• TEXTE:
━━━━

Appel au renouvellement de l'engagement
Appel au renouvellement de l'engagement à mi-chemin de la Décennie «vaincre la violence», 2001-2010 - Les Eglises en quête de réconciliation et de paix
version pdf (15.8 KB) Ce document a pour but de rendre compte des enseignements, de la dynamique et des résultats de la première partie de la Décennie. Il rappelle aussi que la Décennie est toujours en cours. En septembre 2005, il a été soumis à l'attention du Comité exécutif qui l'a accueilli favorablement, étant entendu qu'il sera porté à la connaissance des délégués dans le contexte de la plénière sur la Décennie « vaincre la violence », en tant qu'appel lancé aux Eglises afin qu'elles renouvellent leur engagement. |
«Rien ne caractérise mieux le chrétien que le fait d'être un artisan de paix» (Saint Basile le Grand)
Voici maintenant cinq ans que le Conseil oecuménique des Eglises a lancé la Décennie «vaincre la violence». L'Assemblée de Porto Alegre coïncide avec le milieu de cette Décennie et offre l'occasion de célébrer ce qui a été réalisé, de partager nos expériences, de procéder à une première évaluation et de redéfinir le chemin à suivre pendant les cinq années à venir.

━━━━

• DONNÉES PRÉSENTÉES:
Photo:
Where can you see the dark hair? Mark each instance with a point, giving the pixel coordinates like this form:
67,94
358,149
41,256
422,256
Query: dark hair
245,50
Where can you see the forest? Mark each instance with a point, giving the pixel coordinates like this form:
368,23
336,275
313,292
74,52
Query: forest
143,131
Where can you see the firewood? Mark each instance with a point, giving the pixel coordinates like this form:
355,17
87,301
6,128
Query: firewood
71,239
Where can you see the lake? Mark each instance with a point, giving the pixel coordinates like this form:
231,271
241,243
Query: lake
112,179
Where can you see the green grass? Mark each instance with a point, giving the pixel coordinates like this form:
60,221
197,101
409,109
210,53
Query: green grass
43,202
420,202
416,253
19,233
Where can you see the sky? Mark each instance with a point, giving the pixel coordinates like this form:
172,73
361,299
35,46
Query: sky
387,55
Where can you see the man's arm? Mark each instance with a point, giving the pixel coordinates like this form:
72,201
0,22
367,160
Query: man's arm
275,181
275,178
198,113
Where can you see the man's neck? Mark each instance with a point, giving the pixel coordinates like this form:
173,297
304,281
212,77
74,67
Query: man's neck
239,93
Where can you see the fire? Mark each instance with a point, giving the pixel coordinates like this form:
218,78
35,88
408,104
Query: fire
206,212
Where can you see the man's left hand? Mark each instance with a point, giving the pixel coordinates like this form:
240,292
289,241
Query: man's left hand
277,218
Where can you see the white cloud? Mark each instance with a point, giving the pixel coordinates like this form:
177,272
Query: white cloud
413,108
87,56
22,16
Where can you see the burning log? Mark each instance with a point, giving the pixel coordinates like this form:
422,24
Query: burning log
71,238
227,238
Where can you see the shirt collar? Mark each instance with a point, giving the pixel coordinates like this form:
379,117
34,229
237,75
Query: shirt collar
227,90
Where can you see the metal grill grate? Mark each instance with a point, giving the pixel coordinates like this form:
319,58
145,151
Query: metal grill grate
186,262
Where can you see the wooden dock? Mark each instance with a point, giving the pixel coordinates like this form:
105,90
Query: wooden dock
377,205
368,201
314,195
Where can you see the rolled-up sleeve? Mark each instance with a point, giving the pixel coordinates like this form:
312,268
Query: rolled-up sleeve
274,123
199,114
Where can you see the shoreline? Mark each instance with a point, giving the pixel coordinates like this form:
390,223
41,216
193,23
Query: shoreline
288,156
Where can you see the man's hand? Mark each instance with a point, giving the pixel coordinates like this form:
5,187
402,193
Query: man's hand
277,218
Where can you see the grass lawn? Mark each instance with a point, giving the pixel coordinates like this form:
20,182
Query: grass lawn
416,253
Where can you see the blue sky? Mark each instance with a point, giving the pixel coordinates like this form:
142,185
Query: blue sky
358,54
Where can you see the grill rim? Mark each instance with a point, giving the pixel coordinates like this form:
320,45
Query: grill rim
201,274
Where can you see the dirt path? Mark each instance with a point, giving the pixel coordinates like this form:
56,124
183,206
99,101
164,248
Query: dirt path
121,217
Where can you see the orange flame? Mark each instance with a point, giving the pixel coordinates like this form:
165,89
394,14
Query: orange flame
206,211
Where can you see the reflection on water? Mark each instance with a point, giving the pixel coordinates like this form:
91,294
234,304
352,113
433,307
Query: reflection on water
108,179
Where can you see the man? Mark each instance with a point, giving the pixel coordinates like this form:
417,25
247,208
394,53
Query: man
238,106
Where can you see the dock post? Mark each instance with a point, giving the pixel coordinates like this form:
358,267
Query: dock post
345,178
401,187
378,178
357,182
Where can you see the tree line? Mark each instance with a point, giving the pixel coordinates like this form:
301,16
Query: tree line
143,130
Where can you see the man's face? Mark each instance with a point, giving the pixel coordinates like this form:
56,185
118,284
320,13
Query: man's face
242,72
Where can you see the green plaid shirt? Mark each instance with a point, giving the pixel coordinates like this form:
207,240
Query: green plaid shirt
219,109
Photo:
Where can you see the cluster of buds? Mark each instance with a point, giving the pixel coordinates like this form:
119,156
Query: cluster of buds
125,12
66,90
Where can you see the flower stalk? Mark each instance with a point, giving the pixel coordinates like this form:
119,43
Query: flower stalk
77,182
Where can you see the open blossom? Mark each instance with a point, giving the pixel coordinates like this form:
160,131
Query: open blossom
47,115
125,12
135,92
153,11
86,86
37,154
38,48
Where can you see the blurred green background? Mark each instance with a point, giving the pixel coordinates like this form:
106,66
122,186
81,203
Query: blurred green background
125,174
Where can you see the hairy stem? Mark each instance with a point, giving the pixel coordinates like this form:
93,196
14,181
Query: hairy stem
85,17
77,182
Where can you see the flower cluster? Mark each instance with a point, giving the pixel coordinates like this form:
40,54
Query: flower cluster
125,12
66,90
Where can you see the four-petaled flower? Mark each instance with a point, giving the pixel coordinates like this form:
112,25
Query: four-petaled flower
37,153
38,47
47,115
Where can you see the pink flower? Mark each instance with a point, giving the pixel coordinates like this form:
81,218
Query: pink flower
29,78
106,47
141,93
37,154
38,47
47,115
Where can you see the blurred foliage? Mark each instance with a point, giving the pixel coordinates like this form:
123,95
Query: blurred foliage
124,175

━━━━

• TRAVAIL DEMANDÉ:
- A) Selon le texte, pour quelle raison l'Assemblée de Porto Alegre se prête-t-elle à une première évaluation de la Décennie « vaincre la violence » ? Répondez en une à trois phrases.
- B) Reproduisez les lignes des données présentées, depuis celle qui contient « Where can you see the green plaid » jusqu'à la dernière ligne de ces données, incluse.

• CORRIGÉ:
- A) L'Assemblée de Porto Alegre coïncide avec le milieu de la Décennie, que le Conseil œcuménique des Églises a lancée cinq ans auparavant. Elle offre ainsi l'occasion de célébrer ce qui a été réalisé, de partager les expériences, de procéder à une première évaluation et de redéfinir le chemin à suivre pendant les cinq années à venir.

- B)
Where can you see the green plaid shirt? Mark each instance with a point, giving the pixel coordinates like this form:
207,240
Query: green plaid shirt
219,109
Photo:
Where can you see the cluster of buds? Mark each instance with a point, giving the pixel coordinates like this form:
119,156
Query: cluster of buds
125,12
66,90
Where can you see the flower stalk? Mark each instance with a point, giving the pixel coordinates like this form:
119,43
Query: flower stalk
77,182
Where can you see the open blossom? Mark each instance with a point, giving the pixel coordinates like this form:
160,131
Query: open blossom
47,115
125,12
135,92
153,11
86,86
37,154
38,48
Where can you see the blurred green background? Mark each instance with a point, giving the pixel coordinates like this form:
106,66
122,186
81,203
Query: blurred green background
125,174
Where can you see the hairy stem? Mark each instance with a point, giving the pixel coordinates like this form:
93,196
14,181
Query: hairy stem
85,17
77,182
Where can you see the flower cluster? Mark each instance with a point, giving the pixel coordinates like this form:
40,54
Query: flower cluster
125,12
66,90
Where can you see the four-petaled flower? Mark each instance with a point, giving the pixel coordinates like this form:
112,25
Query: four-petaled flower
37,153
38,47
47,115
Where can you see the pink flower? Mark each instance with a point, giving the pixel coordinates like this form:
81,218
Query: pink flower
29,78
106,47
141,93
37,154
38,47
47,115
Where can you see the blurred foliage? Mark each instance with a point, giving the pixel coordinates like this form:
123,95
Query: blurred foliage
124,175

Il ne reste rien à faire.